「何かに熱中したい」「自分にしかできないことを見つけたい」けれど、「何に『人生』を賭ければいいのか」がわからない。そんな全人類共通とも言える悩みに、15年にわたる苦労の果てに1つの答えを見つけた、起業家の登竜門「モーニングピッチ」発起人で知られるトーマツベンチャーサポートの斎藤祐馬氏。
著書『一生を賭ける仕事の見つけ方』で、「自らのミッションを見つけ、それを仕事にする方法」を披露している――そう聞くと、「難しそうだな」「どうせ大変なノウハウに違いない」と思われるかもしれません。しかし、斎藤氏によると、「ミッション」を見つけるには、2つのコツがあるといいます。人生のミッションは「仮決め」でいいと言い切る、その真意とは?

ミッションは「ピボット」で探そう
――「山」を変えずに「登り方」を変える

 自分のミッションをいかにして見つけるか――。

 それが、ミッション志向の人生を歩むための最初のステップだ。

 周りの友人知人の話を聞くと、その時点で躓いている人が少なからずいる。

 自分も何か、人生を賭けて取り組める仕事をしたい。でも、それが何かわからず悩んでいるという。

 けれど、ミッションは、最初から完璧なものをつくる必要はない。というよりもむしろ、完璧なものをつくったつもりでも、後から変わってくるのが常だ。ミッションは「仮決め」で十分なのだ

 トーマツベンチャーサポート(TVS)の場合も、時間とともにミッションも変化・成長してきた。最初は「ベンチャー支援」に狙いを絞っていたけれど、今ではそれが少し大きくなって、「挑戦する人への支援」が中心軸になっている。

ただし、最初に登ろうと決めた山(テーマ)そのものを変えてはいけない。

 よくありがちなことに、ミッションを仮決めし、いざ自分で動き出してみたものの、どうにもうまくいかないからという理由で、世の中で流行っていることや話題になっていることに、目標をシフトさせてしまう人がいる。

 社会には解決すべき課題やニーズは数多く存在する。けれども、そこに挑む明確な理由が自分の「原体験」になければ、そのテーマに長い時間をかけて挑んでいくことはできない。

課題:
上にある、人生のミッションの見つけ方を論じた文章を、最後の文の後から書き継いでください。

コレクションの項目
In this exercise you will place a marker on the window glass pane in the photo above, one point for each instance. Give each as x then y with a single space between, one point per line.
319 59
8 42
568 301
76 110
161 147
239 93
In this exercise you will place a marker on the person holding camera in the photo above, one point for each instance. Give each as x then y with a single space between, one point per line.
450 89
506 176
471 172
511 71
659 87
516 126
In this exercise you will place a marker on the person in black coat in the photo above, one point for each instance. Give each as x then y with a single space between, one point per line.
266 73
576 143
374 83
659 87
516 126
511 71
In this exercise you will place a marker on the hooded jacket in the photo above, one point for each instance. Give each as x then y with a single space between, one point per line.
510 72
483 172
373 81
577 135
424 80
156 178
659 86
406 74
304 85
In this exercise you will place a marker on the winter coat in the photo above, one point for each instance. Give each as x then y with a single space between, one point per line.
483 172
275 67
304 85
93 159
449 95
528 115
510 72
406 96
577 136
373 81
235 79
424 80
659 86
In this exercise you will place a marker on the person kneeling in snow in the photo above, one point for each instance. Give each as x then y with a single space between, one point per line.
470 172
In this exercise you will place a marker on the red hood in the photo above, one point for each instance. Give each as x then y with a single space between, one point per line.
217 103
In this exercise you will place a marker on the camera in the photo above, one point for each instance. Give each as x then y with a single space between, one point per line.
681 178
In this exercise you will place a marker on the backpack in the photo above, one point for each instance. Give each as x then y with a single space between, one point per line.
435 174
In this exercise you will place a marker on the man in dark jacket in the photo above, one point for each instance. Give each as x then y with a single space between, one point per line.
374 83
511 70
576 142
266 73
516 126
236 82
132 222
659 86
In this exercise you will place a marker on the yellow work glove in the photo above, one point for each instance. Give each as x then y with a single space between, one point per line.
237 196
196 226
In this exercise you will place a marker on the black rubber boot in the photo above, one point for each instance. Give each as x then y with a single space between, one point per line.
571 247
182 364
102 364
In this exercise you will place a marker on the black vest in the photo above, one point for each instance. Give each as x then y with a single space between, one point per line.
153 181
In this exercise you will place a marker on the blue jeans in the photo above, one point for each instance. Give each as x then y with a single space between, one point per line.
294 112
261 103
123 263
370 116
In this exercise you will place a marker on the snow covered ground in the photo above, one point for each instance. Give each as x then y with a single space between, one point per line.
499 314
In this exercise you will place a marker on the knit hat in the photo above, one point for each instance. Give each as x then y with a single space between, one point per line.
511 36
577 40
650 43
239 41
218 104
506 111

解答例:
 ミッションをライフワークにするためにも、自分の人生の「原体験」や「価値観」から導き出したテーマ(山)の大枠は変えてはいけない。変えていいのは、山の「登り方」だけだ。あるいは、TVSの場合のように、テーマを一段抽象化して、山そのものを大きくするのも1つの手だろう。そうやって走りながら、ミッションを日々ブラッシュアップしていけばいい。

 このことを僕は、バスケットボールによくたとえる。バスケでは、ボールを持って3歩以上歩くと「トラベリング」という反則になる。でも、片足を動かさず軸にして、もう片方の足だけを動かす「ピボット」ならルール上問題はない。

 それと同じように、ミッションを定める際も、「トラベリング」をしてはいけない。たしかに、隣の芝生は青く見えるものではあるけれど、マーケットが大きそうだから、あるいは稼ぎがよくなりそうだからという理由で、事業や仕事を選ぶのであれば、それはとてもミッション志向とは言えない。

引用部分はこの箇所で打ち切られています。